Document text —
▬▬▬▬▬▬▬▬▬▬
Imagine starting your dream career in the United Kingdom in April 1989, when the Berlin Wall was still standing, Maggie Thatcher was in charge and using a fax machine involved a half-day training course.
Fast forward to 2021 and it's time for the Horowhenua community to say "see ya later mate" to Detective Steve Yates, who has recently retired after more than 30 years as a police officer.
The Horowhenua Chronicle thought we'd reach out to this original English bobby to find out some of the highlights of his career.
As a teenager Yates had a dream of becoming either a police detective or investigative journalist, "I had a romantic notion of exposing evildoing ... digging and delving ... nabbing the bad guys," he said with a laugh.
At the age of 21, Yates left northern England to start work as a police officer in Essex in the southeast for five years before moving back north to Middlesbrough.
There was a definite difference in policing the affluent southeast of the early 1990s compared with the impoverished north.
"In Essex, it was party drugs ... acid ... and I spent time working in seaside villages," Yates said, "while up north there was a huge wave of heroin addiction happening and loads of car pursuits."
▬▬▬▬▬▬▬▬▬▬
Study material —
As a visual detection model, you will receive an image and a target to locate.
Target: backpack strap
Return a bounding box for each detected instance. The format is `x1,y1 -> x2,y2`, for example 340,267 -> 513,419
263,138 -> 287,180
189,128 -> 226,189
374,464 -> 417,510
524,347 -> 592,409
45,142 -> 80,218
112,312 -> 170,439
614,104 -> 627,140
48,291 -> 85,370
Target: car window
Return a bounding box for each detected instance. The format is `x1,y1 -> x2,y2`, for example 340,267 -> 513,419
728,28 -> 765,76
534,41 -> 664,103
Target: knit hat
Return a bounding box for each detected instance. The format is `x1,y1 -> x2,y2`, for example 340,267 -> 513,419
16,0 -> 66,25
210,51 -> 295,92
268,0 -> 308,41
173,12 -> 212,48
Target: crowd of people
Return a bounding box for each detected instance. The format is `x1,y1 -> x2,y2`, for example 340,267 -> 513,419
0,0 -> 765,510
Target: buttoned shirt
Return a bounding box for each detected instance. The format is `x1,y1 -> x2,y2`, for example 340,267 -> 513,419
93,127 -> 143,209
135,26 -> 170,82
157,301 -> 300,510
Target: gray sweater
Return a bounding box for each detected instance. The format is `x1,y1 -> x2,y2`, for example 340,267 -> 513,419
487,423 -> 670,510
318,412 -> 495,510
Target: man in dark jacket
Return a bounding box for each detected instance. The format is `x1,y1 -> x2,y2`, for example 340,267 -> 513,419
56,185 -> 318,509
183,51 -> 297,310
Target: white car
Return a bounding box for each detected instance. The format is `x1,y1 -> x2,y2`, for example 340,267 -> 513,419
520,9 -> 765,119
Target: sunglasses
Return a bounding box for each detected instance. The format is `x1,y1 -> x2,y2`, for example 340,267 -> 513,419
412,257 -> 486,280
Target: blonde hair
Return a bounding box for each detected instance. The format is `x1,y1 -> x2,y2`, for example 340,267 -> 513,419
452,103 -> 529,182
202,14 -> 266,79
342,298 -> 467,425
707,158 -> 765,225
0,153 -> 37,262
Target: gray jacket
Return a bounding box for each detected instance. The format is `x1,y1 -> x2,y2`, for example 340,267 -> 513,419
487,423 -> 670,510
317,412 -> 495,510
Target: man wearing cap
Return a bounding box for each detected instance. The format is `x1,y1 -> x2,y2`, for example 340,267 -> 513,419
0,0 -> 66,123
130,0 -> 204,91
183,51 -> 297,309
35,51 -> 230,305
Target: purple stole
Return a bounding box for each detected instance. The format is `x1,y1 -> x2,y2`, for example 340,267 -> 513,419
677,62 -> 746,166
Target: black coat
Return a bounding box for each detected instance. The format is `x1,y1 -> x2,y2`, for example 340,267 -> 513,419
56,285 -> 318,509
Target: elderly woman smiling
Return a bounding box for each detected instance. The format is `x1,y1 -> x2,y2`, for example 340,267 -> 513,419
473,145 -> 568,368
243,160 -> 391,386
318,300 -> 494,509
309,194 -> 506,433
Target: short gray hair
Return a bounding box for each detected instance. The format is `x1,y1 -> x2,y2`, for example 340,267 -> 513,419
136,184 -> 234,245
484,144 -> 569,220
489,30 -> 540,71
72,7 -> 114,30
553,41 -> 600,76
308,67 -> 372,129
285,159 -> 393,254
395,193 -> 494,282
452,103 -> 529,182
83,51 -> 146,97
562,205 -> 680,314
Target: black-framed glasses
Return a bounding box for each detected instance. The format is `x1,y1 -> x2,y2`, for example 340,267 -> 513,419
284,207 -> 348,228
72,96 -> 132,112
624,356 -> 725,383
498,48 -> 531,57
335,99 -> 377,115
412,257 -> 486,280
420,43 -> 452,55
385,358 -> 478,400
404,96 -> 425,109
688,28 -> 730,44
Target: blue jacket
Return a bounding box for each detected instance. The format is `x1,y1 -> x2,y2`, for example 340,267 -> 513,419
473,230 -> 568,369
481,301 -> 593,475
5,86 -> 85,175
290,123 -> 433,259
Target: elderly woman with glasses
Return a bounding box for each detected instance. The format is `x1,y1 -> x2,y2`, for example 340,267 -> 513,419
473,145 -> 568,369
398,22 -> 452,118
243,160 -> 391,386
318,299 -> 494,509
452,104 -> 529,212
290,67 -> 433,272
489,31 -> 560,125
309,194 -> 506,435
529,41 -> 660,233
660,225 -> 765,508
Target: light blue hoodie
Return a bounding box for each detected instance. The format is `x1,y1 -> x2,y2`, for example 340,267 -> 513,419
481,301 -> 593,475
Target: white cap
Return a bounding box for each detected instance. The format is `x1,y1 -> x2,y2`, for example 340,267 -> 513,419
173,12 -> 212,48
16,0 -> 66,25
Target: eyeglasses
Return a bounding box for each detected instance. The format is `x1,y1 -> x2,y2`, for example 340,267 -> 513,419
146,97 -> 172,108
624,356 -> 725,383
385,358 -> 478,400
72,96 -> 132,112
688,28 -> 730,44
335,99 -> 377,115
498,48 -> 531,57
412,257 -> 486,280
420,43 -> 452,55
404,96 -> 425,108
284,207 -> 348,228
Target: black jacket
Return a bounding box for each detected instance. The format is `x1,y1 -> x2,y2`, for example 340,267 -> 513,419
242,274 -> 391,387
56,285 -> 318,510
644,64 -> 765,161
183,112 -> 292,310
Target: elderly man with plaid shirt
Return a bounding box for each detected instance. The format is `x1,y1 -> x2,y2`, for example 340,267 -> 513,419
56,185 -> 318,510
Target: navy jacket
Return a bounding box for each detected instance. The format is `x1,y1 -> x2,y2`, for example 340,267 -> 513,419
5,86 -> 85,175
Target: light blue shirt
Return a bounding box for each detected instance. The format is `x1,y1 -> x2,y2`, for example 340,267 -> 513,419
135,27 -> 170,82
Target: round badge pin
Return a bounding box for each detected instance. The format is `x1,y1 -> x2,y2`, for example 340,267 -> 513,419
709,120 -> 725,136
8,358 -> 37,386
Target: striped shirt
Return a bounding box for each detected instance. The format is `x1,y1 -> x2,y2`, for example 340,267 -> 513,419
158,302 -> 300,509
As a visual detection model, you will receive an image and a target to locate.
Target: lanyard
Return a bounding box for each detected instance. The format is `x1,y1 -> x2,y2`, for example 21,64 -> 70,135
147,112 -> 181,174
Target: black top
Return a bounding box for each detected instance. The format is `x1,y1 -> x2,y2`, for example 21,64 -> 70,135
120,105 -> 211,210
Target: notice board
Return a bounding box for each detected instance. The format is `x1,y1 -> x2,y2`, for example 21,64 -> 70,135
▬▬▬▬▬▬▬▬▬▬
Exercise requirements —
(a) Using the Steve Yates article, decide whether each statement agrees with it, answering yes or no and quoting the deciding words: (i) Yates began police work in Essex at age 21; (ii) Yates worked in Essex for ten years before moving to Middlesbrough; (iii) Yates found a large wave of heroin addiction in the north.
(b) Carry on the Steve Yates article from the point where it stops.

Results in order —
(a)
(i) Yes: "At the age of 21, Yates left northern England to start work as a police officer in Essex"
(ii) No: "for five years before moving back north to Middlesbrough"
(iii) Yes: "while up north there was a huge wave of heroin addiction happening"

(b)
After 12 years in uniform, Yates became a detective in 2001, followed by a two-year career break, travelling the world and meeting the love of his life in Palmerston North.
Yates returned to England with his wife, rejoining the police, then in 2007 the desire to head back to New Zealand, for family support with their children, was helped by the NZ police actively recruiting in the UK.
"My first day on the job as a detective in New Zealand was also the same day the Operation Eight police raids happened in the Urewera mountain range," Yates explained.
The fact this particular event was the first conducted in New Zealand under the Terrorism Suppression Act was not lost on Yates, having already noticed differences in regards to the law and policing between both countries.
Yates had come from a country where terrorism was a regular occurrence and where there was a long history of miscarriages of justice.
New Zealand, at the time, was somewhat behind in some of the scientific investigation tools, such as DNA testing, and had only recently established a sex offenders register, one that identified child abusers but not those who had been convicted of sexual offence against those over 18.
One of the biggest differences Yates noticed, however, was that police in New Zealand appeared to have a better public profile than those in the UK.
"Overall, I found the average Kiwi a damn good, decent, honest sort," he said.
Another difference related to the way the law was enacted in both countries, with Yates believing the UK had a much more punitive, almost draconian, mindset when it came to punishments.
"For example, the sentence for theft in New Zealand reflects the value or worth of the item, whereas in the UK at the time it was a standard term no matter how much the stolen goods were valued."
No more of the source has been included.